(Saved data entries)
####
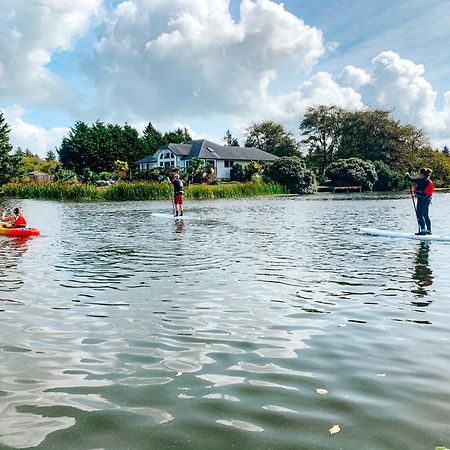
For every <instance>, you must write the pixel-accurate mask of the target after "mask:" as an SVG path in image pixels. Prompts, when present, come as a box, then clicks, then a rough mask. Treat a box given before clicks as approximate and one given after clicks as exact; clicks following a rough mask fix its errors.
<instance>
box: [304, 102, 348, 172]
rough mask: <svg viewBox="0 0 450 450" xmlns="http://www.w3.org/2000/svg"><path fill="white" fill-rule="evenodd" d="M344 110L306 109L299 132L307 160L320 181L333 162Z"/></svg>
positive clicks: (328, 108) (336, 151) (317, 107)
mask: <svg viewBox="0 0 450 450" xmlns="http://www.w3.org/2000/svg"><path fill="white" fill-rule="evenodd" d="M343 115H344V110H343V109H342V108H339V107H338V106H324V105H321V106H315V107H310V108H308V110H307V112H306V114H305V115H304V117H303V119H302V121H301V122H300V131H301V134H302V136H304V139H303V140H302V143H303V144H306V147H307V150H308V160H309V162H310V163H311V165H312V166H313V167H315V168H316V170H317V173H318V174H319V177H320V178H321V179H323V178H324V175H325V171H326V169H327V167H328V165H329V164H331V163H332V162H333V161H335V160H336V159H337V158H336V154H337V151H338V149H339V144H340V141H341V135H342V117H343Z"/></svg>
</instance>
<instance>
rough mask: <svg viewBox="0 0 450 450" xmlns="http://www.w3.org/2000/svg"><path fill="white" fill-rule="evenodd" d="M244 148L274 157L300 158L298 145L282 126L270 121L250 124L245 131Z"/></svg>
mask: <svg viewBox="0 0 450 450" xmlns="http://www.w3.org/2000/svg"><path fill="white" fill-rule="evenodd" d="M244 145H245V146H246V147H256V148H259V149H260V150H264V151H265V152H268V153H272V154H273V155H276V156H300V151H299V144H298V142H297V141H296V140H295V139H294V138H293V137H292V134H291V133H290V132H288V131H286V130H285V129H284V127H283V125H281V124H279V123H275V122H271V121H266V122H260V123H252V124H251V125H250V126H249V127H247V129H246V130H245V144H244Z"/></svg>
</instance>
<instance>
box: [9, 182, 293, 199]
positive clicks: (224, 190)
mask: <svg viewBox="0 0 450 450" xmlns="http://www.w3.org/2000/svg"><path fill="white" fill-rule="evenodd" d="M1 191H2V193H3V195H5V196H6V197H14V198H40V199H47V200H78V201H86V200H113V201H114V200H170V199H171V198H172V193H173V189H172V186H171V185H169V184H168V183H154V182H148V181H134V182H126V183H125V182H119V183H116V184H114V185H112V186H107V187H97V186H93V185H88V184H82V183H75V184H68V183H62V182H57V183H26V184H25V183H8V184H5V185H4V186H3V187H2V188H1ZM285 193H287V191H286V189H285V188H284V187H283V186H281V185H279V184H273V183H262V182H249V183H222V184H218V185H206V184H193V185H190V186H186V187H185V197H186V198H188V199H198V200H201V199H213V198H238V197H252V196H258V195H276V194H285Z"/></svg>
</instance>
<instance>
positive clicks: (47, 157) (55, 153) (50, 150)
mask: <svg viewBox="0 0 450 450" xmlns="http://www.w3.org/2000/svg"><path fill="white" fill-rule="evenodd" d="M45 160H46V161H47V162H50V161H56V153H55V152H54V151H53V150H49V151H48V152H47V154H46V155H45Z"/></svg>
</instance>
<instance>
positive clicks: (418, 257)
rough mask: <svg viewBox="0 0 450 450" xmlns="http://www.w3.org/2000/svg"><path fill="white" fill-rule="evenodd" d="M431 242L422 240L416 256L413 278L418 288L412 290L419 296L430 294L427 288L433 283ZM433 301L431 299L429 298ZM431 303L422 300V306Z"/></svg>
mask: <svg viewBox="0 0 450 450" xmlns="http://www.w3.org/2000/svg"><path fill="white" fill-rule="evenodd" d="M429 255H430V243H429V242H424V241H422V242H420V243H419V246H418V250H417V255H416V257H415V264H414V272H413V275H412V277H413V280H415V281H416V283H417V286H416V288H414V289H412V292H413V293H414V294H416V296H417V297H424V296H426V295H427V294H428V290H427V288H428V287H429V286H431V285H432V284H433V272H432V270H431V268H430V263H429ZM429 302H431V300H429ZM428 304H429V303H426V302H421V304H420V306H427V305H428Z"/></svg>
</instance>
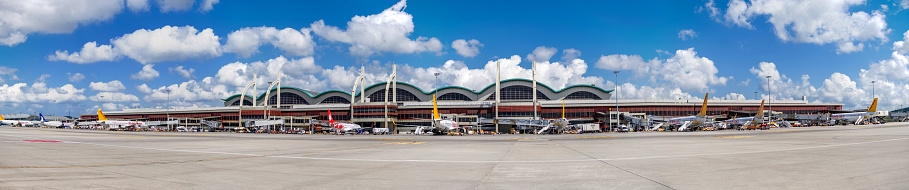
####
Rewrite all of the data above, replacing "rough mask" with "coarse mask" and changing nothing else. Leave the pictures out of your answer.

For every <instance>, you must write the pixel-accurate mask of the target after "mask:" as an SVG path in image pixels. Prompts, when present, come as a box, then clicks, then a coarse mask. Treat a box given before clicks as approximate and one given after clicks as exact; clicks following a coarse mask fix its errors.
<instance>
box: [304, 102, 348, 172]
coarse mask: <svg viewBox="0 0 450 450" xmlns="http://www.w3.org/2000/svg"><path fill="white" fill-rule="evenodd" d="M344 110L306 109L299 132L307 160L320 181L333 162Z"/></svg>
positive clicks: (328, 108) (336, 151) (317, 107)
mask: <svg viewBox="0 0 450 450" xmlns="http://www.w3.org/2000/svg"><path fill="white" fill-rule="evenodd" d="M343 115H344V110H343V109H342V108H339V107H338V106H324V105H321V106H315V107H310V108H308V110H307V112H306V114H305V115H304V117H303V119H302V121H301V122H300V131H301V134H302V136H304V139H303V140H302V143H303V144H306V147H307V150H308V160H309V162H310V163H311V165H312V166H313V167H315V168H316V170H317V173H318V174H319V177H320V178H321V179H323V178H324V175H325V171H326V169H327V167H328V165H329V164H331V163H332V162H333V161H335V160H336V159H337V158H336V154H337V151H338V149H339V144H340V141H341V135H342V117H343Z"/></svg>
</instance>
<instance>
coarse mask: <svg viewBox="0 0 450 450" xmlns="http://www.w3.org/2000/svg"><path fill="white" fill-rule="evenodd" d="M244 148L274 157L300 158L298 145L282 126L270 121L250 124L245 131Z"/></svg>
mask: <svg viewBox="0 0 450 450" xmlns="http://www.w3.org/2000/svg"><path fill="white" fill-rule="evenodd" d="M244 145H245V146H246V147H256V148H259V149H260V150H264V151H265V152H268V153H272V154H273V155H276V156H300V151H299V144H298V142H297V141H296V140H295V139H294V138H293V137H292V134H291V133H290V132H288V131H286V130H285V129H284V127H283V125H281V124H279V123H275V122H271V121H266V122H260V123H252V124H251V125H250V126H249V127H247V129H246V130H245V144H244Z"/></svg>
</instance>
<instance>
box: [9, 182, 293, 199]
positive clicks: (224, 190)
mask: <svg viewBox="0 0 450 450" xmlns="http://www.w3.org/2000/svg"><path fill="white" fill-rule="evenodd" d="M1 191H2V193H3V195H5V196H6V197H14V198H40V199H47V200H78V201H86V200H113V201H114V200H170V199H171V198H172V193H173V189H172V186H171V185H169V184H168V183H154V182H148V181H134V182H126V183H125V182H119V183H116V184H114V185H112V186H107V187H97V186H93V185H88V184H82V183H75V184H68V183H62V182H57V183H26V184H25V183H8V184H5V185H4V186H3V187H2V188H1ZM285 193H287V191H286V189H285V188H284V187H283V186H281V185H279V184H273V183H262V182H249V183H222V184H218V185H206V184H193V185H190V186H186V187H185V197H186V198H188V199H198V200H201V199H213V198H238V197H252V196H258V195H276V194H285Z"/></svg>
</instance>
<instance>
positive clicks: (47, 157) (55, 153) (50, 150)
mask: <svg viewBox="0 0 450 450" xmlns="http://www.w3.org/2000/svg"><path fill="white" fill-rule="evenodd" d="M45 160H46V161H47V162H50V161H56V153H55V152H54V151H53V150H49V151H48V152H47V154H46V155H45Z"/></svg>
</instance>
<instance>
positive clicks: (418, 257)
coarse mask: <svg viewBox="0 0 450 450" xmlns="http://www.w3.org/2000/svg"><path fill="white" fill-rule="evenodd" d="M431 242L422 240L416 256L413 278L418 288L412 290L419 296L430 294L427 288L433 283ZM433 301L431 299L429 298ZM431 303L422 300V306Z"/></svg>
mask: <svg viewBox="0 0 450 450" xmlns="http://www.w3.org/2000/svg"><path fill="white" fill-rule="evenodd" d="M429 255H430V243H429V242H424V241H422V242H420V243H419V246H418V250H417V255H416V257H415V264H414V272H413V275H412V277H413V280H415V281H416V283H417V286H416V288H414V289H412V292H413V293H414V294H416V296H417V297H424V296H426V295H427V294H428V290H427V288H428V287H429V286H431V285H432V284H433V272H432V270H431V268H430V263H429ZM429 302H431V300H429ZM428 304H429V303H426V302H421V304H420V306H427V305H428Z"/></svg>
</instance>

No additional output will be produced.